Passage for review —
------------------------------------------------------------

UK Hails £5m Hardware Security Research Center

A new research institute was opened at Queen’s University Belfast yesterday with aspirations to become a world leading center in the field of hardware and embedded systems security.

The £5m ($6.7m) Research Institute in Secure Hardware and Embedded Systems (RISE) is located at the university’s Centre for Secure Information Technologies (CSIT).

However, projects will be led by experts at Queen’s as well as research partners from the University of Cambridge, University of Bristol and University of Birmingham.

It is being funded by the Engineering and Physical Sciences Research Council (EPSRC) and the National Cyber Security Centre (NCSC), with cryptography expert Maire O’Neill selected as its director.

“RISE is in an excellent position to become the go-to place for high quality hardware security research. A key aim is to bring together the hardware security community in the UK and build a strong network of national and international research partnerships,” she said in a statement.

“We will also work closely with leading UK-based industry partners and stakeholders, transforming research findings into products, services and business opportunities, which will benefit the UK economy.”

As one of four cybersecurity institutes in the UK, RISE is being touted as a future hub for global research and innovation in the field of hardware and embedded security.

There’s certainly a market demand for ways to improve security by design in such products.

The Mirai attacks of last year highlighted for the first time just how exposed many commercial IoT devices are to hackers — with potentially significant impacts.

Earlier this year, former Trend Micro CTO Raimund Genes called on the European Union to develop and enforce new smart device security standards for the region, after the vendor’s research revealed that millions of embedded and connected systems in the US are exposed to the public internet.

“I think that the inclusion of hardware-based security capabilities in commodity devices could be a game changer in our fight to reduce the harm of cyber-attacks and so I’m really pleased to see a strong set of initial research projects,” argued NCSC technical director, Ian Levy.

------------------------------------------------------------

Image point grounding entries —

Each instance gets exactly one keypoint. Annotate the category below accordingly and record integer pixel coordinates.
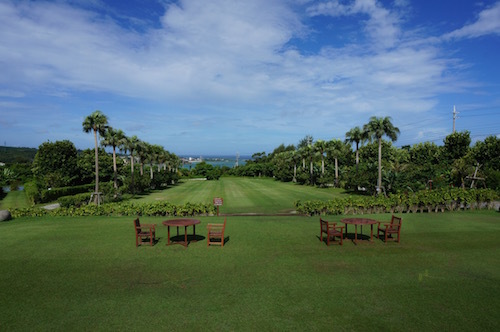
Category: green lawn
(243, 195)
(85, 274)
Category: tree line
(59, 164)
(365, 161)
(369, 163)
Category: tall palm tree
(320, 147)
(333, 149)
(96, 122)
(114, 138)
(356, 135)
(376, 128)
(131, 145)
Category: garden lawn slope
(243, 195)
(273, 274)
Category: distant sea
(215, 160)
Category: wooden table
(356, 222)
(181, 223)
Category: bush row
(54, 193)
(121, 209)
(425, 200)
(37, 195)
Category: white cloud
(488, 22)
(219, 64)
(381, 26)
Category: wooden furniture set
(148, 232)
(387, 229)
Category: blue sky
(225, 76)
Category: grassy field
(243, 195)
(85, 274)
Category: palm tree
(333, 149)
(131, 145)
(96, 122)
(320, 148)
(356, 135)
(376, 128)
(114, 138)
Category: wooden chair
(144, 231)
(331, 230)
(387, 229)
(216, 234)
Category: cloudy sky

------------------------------------------------------------

Please reproduce the stretch of the article on the hardware security institute from "However, projects will" through "in a statement.", word for word. The entries have nothing to do with the work on the article.

However, projects will be led by experts at Queen’s as well as research partners from the University of Cambridge, University of Bristol and University of Birmingham.

It is being funded by the Engineering and Physical Sciences Research Council (EPSRC) and the National Cyber Security Centre (NCSC), with cryptography expert Maire O’Neill selected as its director.

“RISE is in an excellent position to become the go-to place for high quality hardware security research. A key aim is to bring together the hardware security community in the UK and build a strong network of national and international research partnerships,” she said in a statement.